◆ Extract
↓↓↓

# Vector representations of words

There are many methods one might use to build a semantic network with words as nodes and similarity scores as weights on edges. We could also threshold this weight and just keep unweighted edges that were greater than the threshold. A Bayesian approach like Latent Dirichlet Allocation would build a semantic network with weights being probabilities of relatedness. In this vector space model (VSM) of semantics, similarity is given by the cosine of the angle between two vector representations of words, $\mathbf{x}$ and $\mathbf{y}$,

\begin{equation}
\cos \theta = \frac{\mathbf{x} \cdot \mathbf{y}}{\lVert x \rVert \lVert y \rVert}
\end{equation}

In this notebook, I'll use TensorFlow to build and query a semantic network by following this tutorial: https://www.tensorflow.org/versions/r0.12/tutorials/word2vec/

In particular, I'm taking all the code from the file `word2vec_basic` that was being run as a script and putting it here, or I have rolled it in to other helper functions that I import. I tried to put the most relevant lines here so it was clear what the essential elements are. In the script `word2vec_basic.py`, I have put all these into a function called `run_word2vec()`.

In [6]:
from word2vec_basic import (
    maybe_download, read_data, build_dataset, generate_batch, run_word2vec
)

In [13]:
#filename = maybe_download('text8.zip', 31344016)

vocabulary = read_data('text8.zip')

↑↑↑

Saved entries
↓↓↓

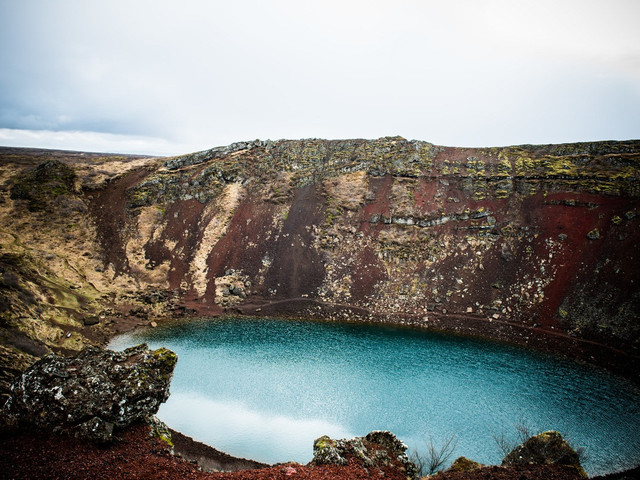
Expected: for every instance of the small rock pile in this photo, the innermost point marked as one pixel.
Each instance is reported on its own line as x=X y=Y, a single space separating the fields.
x=378 y=449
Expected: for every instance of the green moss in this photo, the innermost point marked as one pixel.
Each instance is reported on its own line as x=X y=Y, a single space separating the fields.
x=43 y=184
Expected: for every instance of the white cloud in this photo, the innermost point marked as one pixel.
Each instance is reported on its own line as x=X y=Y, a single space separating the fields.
x=90 y=142
x=207 y=73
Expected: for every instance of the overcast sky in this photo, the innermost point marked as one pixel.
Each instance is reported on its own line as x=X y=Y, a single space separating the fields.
x=169 y=77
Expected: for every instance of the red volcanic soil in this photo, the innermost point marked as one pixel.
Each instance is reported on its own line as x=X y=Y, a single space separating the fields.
x=33 y=456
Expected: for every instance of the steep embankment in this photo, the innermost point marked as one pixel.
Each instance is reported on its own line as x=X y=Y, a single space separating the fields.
x=533 y=244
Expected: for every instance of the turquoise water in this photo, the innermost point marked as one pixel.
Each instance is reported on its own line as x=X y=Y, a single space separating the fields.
x=265 y=389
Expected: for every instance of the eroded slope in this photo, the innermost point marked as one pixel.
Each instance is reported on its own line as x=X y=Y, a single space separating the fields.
x=533 y=244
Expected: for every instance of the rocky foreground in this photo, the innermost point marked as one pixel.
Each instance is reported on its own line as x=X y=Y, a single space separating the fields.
x=92 y=416
x=533 y=245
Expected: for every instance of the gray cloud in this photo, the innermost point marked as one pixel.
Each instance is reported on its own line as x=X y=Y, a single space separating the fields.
x=195 y=74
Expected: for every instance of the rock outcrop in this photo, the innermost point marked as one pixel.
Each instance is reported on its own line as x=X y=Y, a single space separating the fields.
x=93 y=393
x=535 y=245
x=378 y=449
x=544 y=449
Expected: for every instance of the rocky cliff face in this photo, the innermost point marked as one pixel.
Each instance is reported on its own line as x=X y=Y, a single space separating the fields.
x=533 y=244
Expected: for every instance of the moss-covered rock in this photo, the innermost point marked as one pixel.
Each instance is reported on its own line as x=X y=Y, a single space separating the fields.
x=377 y=449
x=463 y=464
x=92 y=394
x=543 y=449
x=43 y=184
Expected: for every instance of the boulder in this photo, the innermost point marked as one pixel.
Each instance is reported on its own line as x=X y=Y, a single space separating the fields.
x=463 y=464
x=92 y=393
x=544 y=449
x=377 y=449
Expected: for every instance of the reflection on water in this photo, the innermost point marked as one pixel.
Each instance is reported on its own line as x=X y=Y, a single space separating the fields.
x=265 y=389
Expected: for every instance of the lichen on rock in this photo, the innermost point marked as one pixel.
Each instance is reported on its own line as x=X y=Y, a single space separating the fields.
x=93 y=393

↑↑↑

◆ Tasks to carry out
1/ From the text on vector representations of words above, extract the passage starting at "In this notebook, I'll" and ending at "vocabulary = read_data('text8.zip')".
2/ According to the text on vector representations of words, in the vector space model, what gives the similarity between two words?

◆ Answers below
1/
In this notebook, I'll use TensorFlow to build and query a semantic network by following this tutorial: https://www.tensorflow.org/versions/r0.12/tutorials/word2vec/

In particular, I'm taking all the code from the file `word2vec_basic` that was being run as a script and putting it here, or I have rolled it in to other helper functions that I import. I tried to put the most relevant lines here so it was clear what the essential elements are. In the script `word2vec_basic.py`, I have put all these into a function called `run_word2vec()`.

In [6]:
from word2vec_basic import (
    maybe_download, read_data, build_dataset, generate_batch, run_word2vec
)

In [13]:
#filename = maybe_download('text8.zip', 31344016)

vocabulary = read_data('text8.zip')

2/ The cosine of the angle between the two words' vector representations.